About this task –
All of the entries below must be copied out exactly.

Extracted records –
────────────────────

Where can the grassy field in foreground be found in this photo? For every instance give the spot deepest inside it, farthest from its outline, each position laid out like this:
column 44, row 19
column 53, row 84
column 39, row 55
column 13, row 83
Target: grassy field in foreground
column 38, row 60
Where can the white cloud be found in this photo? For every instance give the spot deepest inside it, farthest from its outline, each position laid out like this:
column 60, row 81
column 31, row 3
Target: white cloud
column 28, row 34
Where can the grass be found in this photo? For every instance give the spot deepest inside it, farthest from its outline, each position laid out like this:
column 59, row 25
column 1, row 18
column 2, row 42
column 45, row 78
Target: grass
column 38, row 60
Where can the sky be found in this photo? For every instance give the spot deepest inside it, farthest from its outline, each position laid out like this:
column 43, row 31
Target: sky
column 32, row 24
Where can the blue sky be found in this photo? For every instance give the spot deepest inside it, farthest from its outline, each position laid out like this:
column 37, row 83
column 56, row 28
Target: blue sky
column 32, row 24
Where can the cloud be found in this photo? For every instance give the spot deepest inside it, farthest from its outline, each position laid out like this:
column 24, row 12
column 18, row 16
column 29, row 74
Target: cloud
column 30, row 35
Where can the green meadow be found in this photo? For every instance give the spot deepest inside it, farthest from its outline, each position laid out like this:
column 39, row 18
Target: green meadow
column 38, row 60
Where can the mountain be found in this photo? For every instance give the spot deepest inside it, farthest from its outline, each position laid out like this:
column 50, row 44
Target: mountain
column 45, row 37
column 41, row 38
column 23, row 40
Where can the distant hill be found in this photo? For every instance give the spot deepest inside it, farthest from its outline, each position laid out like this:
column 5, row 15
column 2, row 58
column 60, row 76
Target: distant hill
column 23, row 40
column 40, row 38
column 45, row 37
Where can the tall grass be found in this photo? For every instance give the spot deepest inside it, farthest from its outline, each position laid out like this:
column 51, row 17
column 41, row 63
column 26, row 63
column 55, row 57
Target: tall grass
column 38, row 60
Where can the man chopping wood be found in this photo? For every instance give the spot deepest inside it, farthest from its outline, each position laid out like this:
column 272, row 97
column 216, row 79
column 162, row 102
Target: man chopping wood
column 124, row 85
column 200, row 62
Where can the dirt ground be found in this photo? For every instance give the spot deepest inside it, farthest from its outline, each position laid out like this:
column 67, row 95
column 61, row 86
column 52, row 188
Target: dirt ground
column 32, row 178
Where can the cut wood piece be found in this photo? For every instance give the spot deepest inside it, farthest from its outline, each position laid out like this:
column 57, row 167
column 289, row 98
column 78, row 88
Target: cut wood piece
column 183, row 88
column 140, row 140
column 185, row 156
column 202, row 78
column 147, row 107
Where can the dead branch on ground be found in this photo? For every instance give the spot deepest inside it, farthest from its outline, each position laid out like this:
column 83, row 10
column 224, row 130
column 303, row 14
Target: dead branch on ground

────────────────────

Response to this task –
Where can the grassy field in foreground be found in this photo? For every instance give the spot deepest inside it, farthest from its outline, each position laid out like this:
column 44, row 19
column 53, row 84
column 39, row 55
column 13, row 83
Target: grassy field in foreground
column 38, row 60
Where can the white cloud be found in this photo? For every instance give the spot deepest inside it, farthest from its outline, each position laid out like this:
column 60, row 81
column 31, row 3
Target: white cloud
column 28, row 34
Where can the grass be found in this photo? For every instance give the spot deepest inside it, farthest from its outline, each position laid out like this:
column 59, row 25
column 1, row 18
column 2, row 42
column 45, row 78
Target: grass
column 38, row 60
Where can the sky be found in this photo? For every instance give the spot deepest inside it, farthest from its outline, each position laid out like this:
column 43, row 31
Target: sky
column 32, row 24
Where can the blue sky be found in this photo? For every instance give the spot deepest inside it, farthest from its outline, each position laid out like this:
column 37, row 83
column 56, row 28
Target: blue sky
column 32, row 24
Where can the cloud be found in this photo? For every instance give the spot deepest inside it, farthest from its outline, each position laid out like this:
column 24, row 12
column 18, row 16
column 29, row 74
Target: cloud
column 30, row 35
Where can the green meadow be found in this photo? For every instance give the spot deepest inside it, farthest from its outline, each position laid out like this:
column 39, row 18
Target: green meadow
column 38, row 60
Where can the mountain be found in this photo? For every instance give the spot deepest inside it, farthest from its outline, each position laid out like this:
column 50, row 44
Target: mountain
column 45, row 37
column 41, row 38
column 23, row 40
Where can the distant hill be found in this photo? For every instance give the spot deepest inside it, farthest from its outline, each position laid out like this:
column 5, row 15
column 2, row 58
column 60, row 76
Target: distant hill
column 23, row 40
column 40, row 38
column 45, row 37
Where can the tall grass be found in this photo? For every instance give the spot deepest inside it, farthest from its outline, each position laid out like this:
column 51, row 17
column 41, row 63
column 26, row 63
column 55, row 57
Target: tall grass
column 38, row 60
Where can the man chopping wood be found in this photo? For every instance give the spot deepest inside it, farthest from its outline, each position laid out like this:
column 272, row 97
column 216, row 79
column 162, row 102
Target: man chopping wood
column 124, row 85
column 200, row 62
Where can the dirt ground be found in this photo? For every instance give the spot deepest inside it, farthest from its outline, each position laid out like this:
column 67, row 95
column 61, row 86
column 52, row 188
Target: dirt ground
column 32, row 178
Where can the cut wood piece be found in this photo? For every instance give the spot deepest inside it, farthest from its outline, each position laid out like this:
column 57, row 167
column 289, row 98
column 78, row 88
Target: cut wood piece
column 183, row 88
column 140, row 140
column 185, row 156
column 202, row 78
column 147, row 107
Where can the dead branch on ground be found in this photo? For every instance give the spot deepest inside it, farthest from its outline, each position laid out like this:
column 83, row 10
column 224, row 130
column 303, row 14
Target: dead branch on ground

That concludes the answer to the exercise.